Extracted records
□ □ □ □ □ □ □

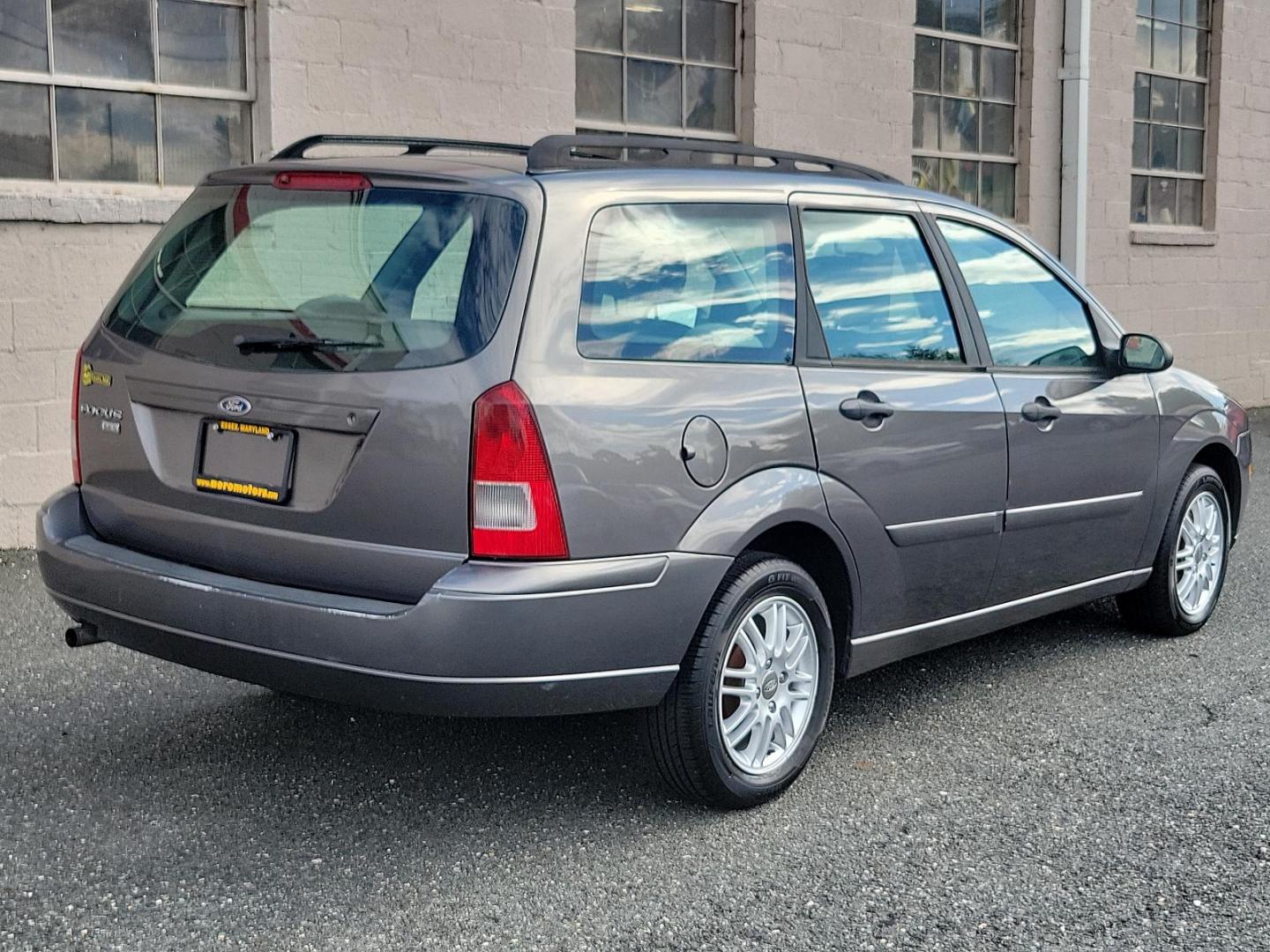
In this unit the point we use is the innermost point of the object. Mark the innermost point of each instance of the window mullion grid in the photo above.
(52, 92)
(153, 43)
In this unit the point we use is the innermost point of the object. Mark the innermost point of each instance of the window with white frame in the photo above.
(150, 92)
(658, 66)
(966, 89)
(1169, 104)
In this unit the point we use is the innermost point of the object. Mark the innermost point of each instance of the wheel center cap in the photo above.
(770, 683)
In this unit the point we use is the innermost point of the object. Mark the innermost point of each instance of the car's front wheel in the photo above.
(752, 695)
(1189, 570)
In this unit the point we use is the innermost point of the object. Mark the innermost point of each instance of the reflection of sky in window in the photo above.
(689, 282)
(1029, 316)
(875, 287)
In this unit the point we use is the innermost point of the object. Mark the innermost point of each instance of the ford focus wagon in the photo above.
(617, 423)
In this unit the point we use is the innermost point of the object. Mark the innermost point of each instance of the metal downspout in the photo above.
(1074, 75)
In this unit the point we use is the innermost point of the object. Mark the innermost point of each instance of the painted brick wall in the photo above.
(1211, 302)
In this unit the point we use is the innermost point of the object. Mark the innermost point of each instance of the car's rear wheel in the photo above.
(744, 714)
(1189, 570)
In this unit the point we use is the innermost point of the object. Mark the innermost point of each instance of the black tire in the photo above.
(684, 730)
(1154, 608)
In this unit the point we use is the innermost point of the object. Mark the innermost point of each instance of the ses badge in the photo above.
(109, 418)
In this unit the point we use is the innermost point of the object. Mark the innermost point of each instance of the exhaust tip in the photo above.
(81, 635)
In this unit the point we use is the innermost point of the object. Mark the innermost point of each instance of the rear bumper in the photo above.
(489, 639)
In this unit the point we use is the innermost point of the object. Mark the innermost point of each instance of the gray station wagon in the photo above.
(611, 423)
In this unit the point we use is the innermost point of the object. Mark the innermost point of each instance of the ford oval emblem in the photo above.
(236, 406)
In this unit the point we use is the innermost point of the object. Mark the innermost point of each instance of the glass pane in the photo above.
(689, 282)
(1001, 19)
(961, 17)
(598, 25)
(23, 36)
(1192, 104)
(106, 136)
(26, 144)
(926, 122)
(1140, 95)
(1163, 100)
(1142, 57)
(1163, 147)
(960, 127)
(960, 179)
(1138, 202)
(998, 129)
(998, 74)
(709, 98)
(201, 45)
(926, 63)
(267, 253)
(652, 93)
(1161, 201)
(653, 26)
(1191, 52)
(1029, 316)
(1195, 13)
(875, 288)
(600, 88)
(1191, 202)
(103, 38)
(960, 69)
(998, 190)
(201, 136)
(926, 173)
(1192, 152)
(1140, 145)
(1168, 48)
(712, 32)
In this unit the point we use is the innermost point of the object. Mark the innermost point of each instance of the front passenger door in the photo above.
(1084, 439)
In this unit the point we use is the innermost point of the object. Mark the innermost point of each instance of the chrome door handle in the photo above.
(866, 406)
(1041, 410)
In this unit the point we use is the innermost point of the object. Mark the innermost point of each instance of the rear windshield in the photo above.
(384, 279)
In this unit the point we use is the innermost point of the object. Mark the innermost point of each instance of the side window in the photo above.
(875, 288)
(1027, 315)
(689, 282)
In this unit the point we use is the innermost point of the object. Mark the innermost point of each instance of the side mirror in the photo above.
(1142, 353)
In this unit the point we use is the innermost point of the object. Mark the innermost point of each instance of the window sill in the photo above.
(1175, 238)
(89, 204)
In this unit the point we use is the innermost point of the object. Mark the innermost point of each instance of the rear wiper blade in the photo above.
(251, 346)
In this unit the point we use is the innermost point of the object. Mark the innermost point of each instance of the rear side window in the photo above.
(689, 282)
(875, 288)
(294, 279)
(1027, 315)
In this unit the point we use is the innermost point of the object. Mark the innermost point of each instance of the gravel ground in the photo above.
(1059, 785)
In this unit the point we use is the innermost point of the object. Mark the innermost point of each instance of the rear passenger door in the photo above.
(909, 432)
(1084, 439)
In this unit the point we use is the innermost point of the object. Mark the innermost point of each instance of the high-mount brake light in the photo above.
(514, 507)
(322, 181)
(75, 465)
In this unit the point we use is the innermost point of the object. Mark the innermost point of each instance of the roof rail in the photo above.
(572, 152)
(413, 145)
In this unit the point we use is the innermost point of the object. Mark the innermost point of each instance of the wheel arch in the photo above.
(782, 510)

□ □ □ □ □ □ □

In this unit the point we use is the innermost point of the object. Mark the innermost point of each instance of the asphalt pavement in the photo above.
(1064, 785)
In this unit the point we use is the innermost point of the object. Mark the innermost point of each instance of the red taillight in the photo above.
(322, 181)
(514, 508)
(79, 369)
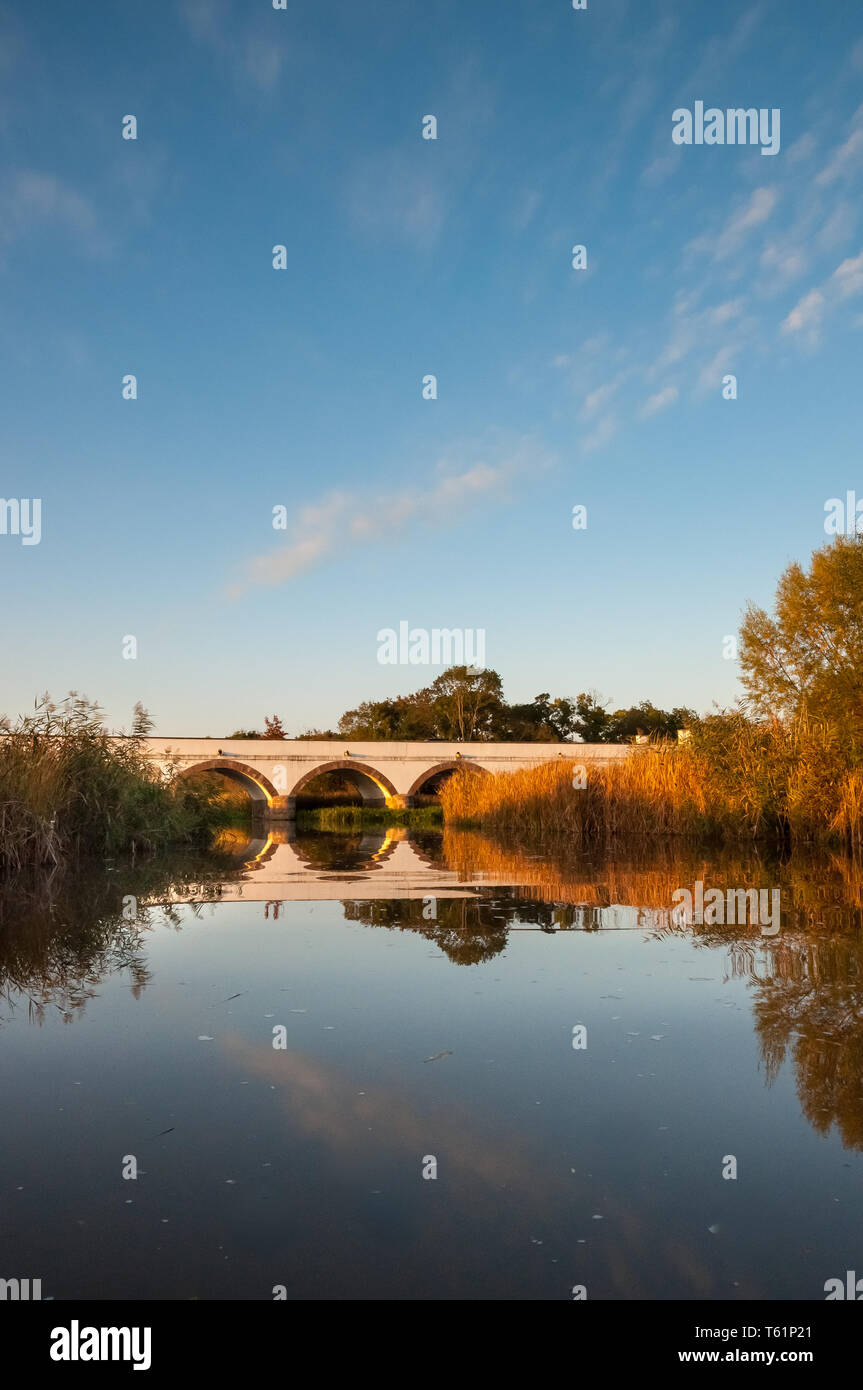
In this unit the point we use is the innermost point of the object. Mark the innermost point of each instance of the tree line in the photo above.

□ □ □ □ □ □ □

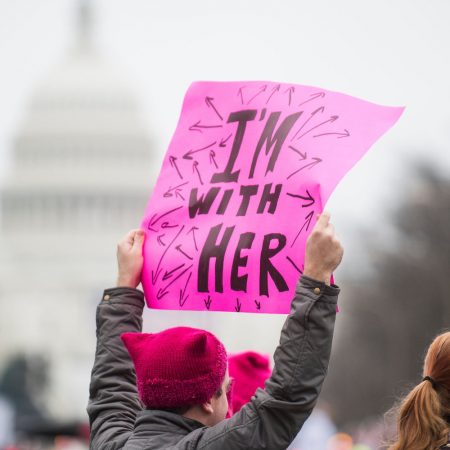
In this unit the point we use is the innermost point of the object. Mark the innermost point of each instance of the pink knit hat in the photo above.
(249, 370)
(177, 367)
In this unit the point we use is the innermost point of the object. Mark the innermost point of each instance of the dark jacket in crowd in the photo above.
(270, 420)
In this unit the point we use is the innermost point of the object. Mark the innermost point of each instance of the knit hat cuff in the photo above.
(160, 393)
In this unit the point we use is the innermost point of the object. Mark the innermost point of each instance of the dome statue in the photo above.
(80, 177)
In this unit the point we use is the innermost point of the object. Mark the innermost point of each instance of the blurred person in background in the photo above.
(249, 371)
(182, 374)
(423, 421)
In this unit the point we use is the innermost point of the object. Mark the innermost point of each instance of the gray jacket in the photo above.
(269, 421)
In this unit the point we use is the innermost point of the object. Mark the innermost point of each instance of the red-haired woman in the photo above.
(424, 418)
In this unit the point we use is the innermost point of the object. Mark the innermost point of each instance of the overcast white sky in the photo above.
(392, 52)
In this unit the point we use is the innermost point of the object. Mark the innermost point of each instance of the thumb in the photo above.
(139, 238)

□ □ □ □ □ □ □

What to do
Print an exact copy of the lines above, from the one containing "pavement in the photo above." through the one containing "line in the photo above.", and leave out the pictures.

Response
In this unit the point we use is the innermost point of the object. Mark the innermost point of each instance of the asphalt pavement in the photo above.
(1064, 785)
In this unit the point we use is the innermost point of the object. Mark the innermost point of each instance of the red taillight in the photo above.
(322, 181)
(514, 508)
(79, 369)
In this unit the point we use is the innermost point of the object. Mark the innermost point of each instance of the tree line in the photo above.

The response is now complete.